:: Source text

First of all, caloric restriction seems to reduce damage from chemical metabolic processes, particularly oxidative and glycation damage, thought to be leading causes of cell aging and death.

On a larger scale, caloric restriction slows the effects of aging on the nervous system, the reproductive organs and the production of hormones in some animals. It has been shown to boost the immune system and delay the onset of certain age-related cancers.

In experimental testing, caloric restriction showed promise only in experimental animals. Caloric restriction has been shown to increase both the average and the maximal life spans in paramecia, worms, spiders, insects, and rodents. Preliminary results suggested that calorie-restricted monkeys are healthier and tend to live longer than their freely fed counterparts.

Even if caloric restriction does not work in humans, studying its mechanisms is still very important. Caloric restriction seems to prevent or delay many age-associated diseases and conditions, such as heart disease, dementia, and cancer. If scientists can figure out how it works, they might be able to develop drugs that mimic its effects without requiring people to drastically reduce their calorie intake and risk potentially dangerous side effects. The main goal of mimicking caloric restriction through drugs is not necessarily to increase lifespan, but to reduce the incidence or delay the onset of age-related diseases and conditions and thereby improve the quality of later life.

::::
:: Data under study

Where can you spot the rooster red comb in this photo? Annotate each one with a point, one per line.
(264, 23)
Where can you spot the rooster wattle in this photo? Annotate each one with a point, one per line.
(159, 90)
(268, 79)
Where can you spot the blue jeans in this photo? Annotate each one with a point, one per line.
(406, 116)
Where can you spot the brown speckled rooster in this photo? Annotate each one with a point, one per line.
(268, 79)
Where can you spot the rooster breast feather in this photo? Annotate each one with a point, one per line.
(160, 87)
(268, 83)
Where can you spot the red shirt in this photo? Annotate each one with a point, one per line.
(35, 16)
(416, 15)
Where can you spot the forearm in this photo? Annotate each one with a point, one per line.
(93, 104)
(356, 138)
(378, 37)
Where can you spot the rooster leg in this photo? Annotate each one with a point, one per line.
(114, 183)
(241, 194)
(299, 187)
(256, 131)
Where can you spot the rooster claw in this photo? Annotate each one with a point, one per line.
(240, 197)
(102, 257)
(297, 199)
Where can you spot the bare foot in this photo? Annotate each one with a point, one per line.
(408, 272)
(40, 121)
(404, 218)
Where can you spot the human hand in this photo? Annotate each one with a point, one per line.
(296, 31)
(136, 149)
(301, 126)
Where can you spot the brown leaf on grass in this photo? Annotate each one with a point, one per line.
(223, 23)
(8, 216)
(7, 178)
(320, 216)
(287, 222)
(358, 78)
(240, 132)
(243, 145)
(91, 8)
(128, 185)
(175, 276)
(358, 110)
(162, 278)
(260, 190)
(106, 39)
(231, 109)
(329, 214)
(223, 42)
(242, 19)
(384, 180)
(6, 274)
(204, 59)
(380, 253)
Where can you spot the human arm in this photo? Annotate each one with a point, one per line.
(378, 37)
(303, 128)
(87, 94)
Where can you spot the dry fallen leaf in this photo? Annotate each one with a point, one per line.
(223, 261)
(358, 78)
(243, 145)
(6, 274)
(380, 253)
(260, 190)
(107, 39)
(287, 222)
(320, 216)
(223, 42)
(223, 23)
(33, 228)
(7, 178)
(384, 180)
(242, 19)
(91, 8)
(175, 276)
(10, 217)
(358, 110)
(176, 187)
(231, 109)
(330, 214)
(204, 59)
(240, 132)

::::

### Explore the material
A) Reproduce the passage of the text on caloric restriction starting at "First of all, caloric" and ending at "certain age-related cancers.".
B) Write the next part of the text on caloric restriction, picking up after its final sentence.
The dataset items are separate material and are not part of the text on caloric restriction.

### Answers provided
A)
First of all, caloric restriction seems to reduce damage from chemical metabolic processes, particularly oxidative and glycation damage, thought to be leading causes of cell aging and death.

On a larger scale, caloric restriction slows the effects of aging on the nervous system, the reproductive organs and the production of hormones in some animals. It has been shown to boost the immune system and delay the onset of certain age-related cancers.

B)
The Other Side: Starving Won't Make People Live Longer

Researchers at various universities and the national Institutes of Health are testing the theories but there are groups already cutting calories by up to a third in the hope they can live to be 120 or 125, while staying healthy.

"Our message is that suffering years of misery to remain super-skinny is not going to have a big payoff in terms of a longer life," said Phelan, an evolutionary biologist, in a statement.

The idea of caloric restriction has been gaining credence as scientists test it in more and more animals. It is easy to show that creatures that have short life spans such as mice, fish and spiders live longer if they eat less.

Most Recent Studies Still Support Caloric Restriction

New studies in Germany enforce the fact that restricting calories does have benefits for animals, but a new study is indicating that humans can improve their memory when they cut back on food.

Researchers from Germany advised some people to cut their calorie consumption by 30 percent, while others increased unsaturated fat intake without cutting calories and a third group made no dietary changes (study participants ranged in age from 50 to 72). Over the course of three months, those who restricted their calories saw a 20 percent improvement in memory, on average, while the other groups had no significant change. Researchers think the difference may be lower levels of insulin in the blood of people who consume fewer calories, which may improve brain function.